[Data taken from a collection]
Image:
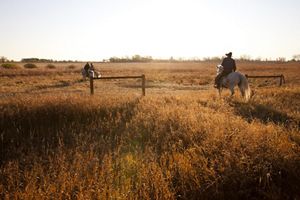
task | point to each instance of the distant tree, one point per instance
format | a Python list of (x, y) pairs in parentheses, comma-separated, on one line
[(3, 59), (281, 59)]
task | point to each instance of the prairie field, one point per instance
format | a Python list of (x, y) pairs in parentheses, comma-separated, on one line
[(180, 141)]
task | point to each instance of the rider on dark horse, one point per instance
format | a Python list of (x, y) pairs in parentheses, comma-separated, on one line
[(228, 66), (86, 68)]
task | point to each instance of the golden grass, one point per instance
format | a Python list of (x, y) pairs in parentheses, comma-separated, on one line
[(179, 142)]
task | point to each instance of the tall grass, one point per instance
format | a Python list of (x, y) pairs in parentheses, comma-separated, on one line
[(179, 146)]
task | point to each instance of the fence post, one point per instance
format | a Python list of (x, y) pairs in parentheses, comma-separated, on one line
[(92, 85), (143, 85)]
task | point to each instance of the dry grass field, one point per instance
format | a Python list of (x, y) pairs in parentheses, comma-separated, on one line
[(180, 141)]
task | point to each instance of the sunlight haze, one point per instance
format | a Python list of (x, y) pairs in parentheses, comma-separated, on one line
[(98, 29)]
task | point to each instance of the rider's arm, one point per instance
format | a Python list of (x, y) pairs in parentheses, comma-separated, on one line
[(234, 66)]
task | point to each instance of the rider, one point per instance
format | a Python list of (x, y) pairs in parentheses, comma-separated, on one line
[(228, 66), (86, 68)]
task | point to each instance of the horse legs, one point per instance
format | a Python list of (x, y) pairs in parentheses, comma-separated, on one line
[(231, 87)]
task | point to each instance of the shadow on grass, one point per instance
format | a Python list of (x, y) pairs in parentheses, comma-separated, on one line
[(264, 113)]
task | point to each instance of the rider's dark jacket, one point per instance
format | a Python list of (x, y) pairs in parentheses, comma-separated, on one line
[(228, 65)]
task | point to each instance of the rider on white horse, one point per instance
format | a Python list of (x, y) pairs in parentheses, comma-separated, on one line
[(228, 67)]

**GIVEN INSTRUCTION:**
Copy the lines of the records above without any change, starting with the line that contains "task | point to each instance of the golden" and ending with the line that contains "[(92, 85), (143, 85)]", both lines included.

**WRITTEN RESPONSE:**
task | point to each instance of the golden grass, one point per instance
format | a Python list of (x, y) pairs in parentheses, comma-separated, on one line
[(179, 142)]
task | point to each instance of the tall grass, one point per instance
format | a Python list of (x, y) pairs in parentheses, comma-separated, on one line
[(179, 146)]
task | point to each instance of the fence post, one point per instance
format | a Python list of (x, y) pairs in parentheses, comma-separated, on one line
[(92, 85), (143, 85)]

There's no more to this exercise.